» **EXERCISE INSTRUCTIONS**:
Can you give these lines as a numbered list, with blank lines left out?
------
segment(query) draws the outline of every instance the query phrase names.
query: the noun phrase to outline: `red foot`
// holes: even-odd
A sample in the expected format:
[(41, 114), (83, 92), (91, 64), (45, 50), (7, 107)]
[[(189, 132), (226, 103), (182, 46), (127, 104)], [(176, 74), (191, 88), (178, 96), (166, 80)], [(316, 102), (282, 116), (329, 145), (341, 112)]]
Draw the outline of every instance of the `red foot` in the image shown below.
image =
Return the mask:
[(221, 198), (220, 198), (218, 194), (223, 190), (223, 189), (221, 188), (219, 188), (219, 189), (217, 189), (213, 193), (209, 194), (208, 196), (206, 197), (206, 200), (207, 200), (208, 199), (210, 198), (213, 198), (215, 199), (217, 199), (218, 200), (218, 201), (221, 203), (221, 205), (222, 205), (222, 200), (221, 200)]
------
» **SOLUTION TO THIS PROBLEM**:
1. segment(query) draws the outline of every instance the query phrase names.
2. query: the noun phrase to outline: `red foot`
3. // holes: even-odd
4. A sample in the expected format:
5. [(41, 114), (83, 92), (91, 64), (45, 50), (7, 107)]
6. [[(189, 132), (226, 103), (182, 46), (127, 104)], [(176, 74), (191, 88), (178, 96), (166, 80)], [(316, 102), (282, 116), (329, 145), (341, 112)]]
7. Draw the outline of every instance of the `red foot` in the image shown below.
8. image =
9. Return the mask:
10. [(221, 198), (220, 198), (218, 194), (223, 190), (223, 189), (221, 188), (219, 188), (219, 189), (217, 189), (213, 193), (209, 194), (208, 196), (206, 197), (206, 200), (207, 200), (208, 199), (210, 198), (213, 198), (215, 199), (217, 199), (218, 200), (218, 201), (221, 203), (221, 205), (222, 205), (222, 200), (221, 200)]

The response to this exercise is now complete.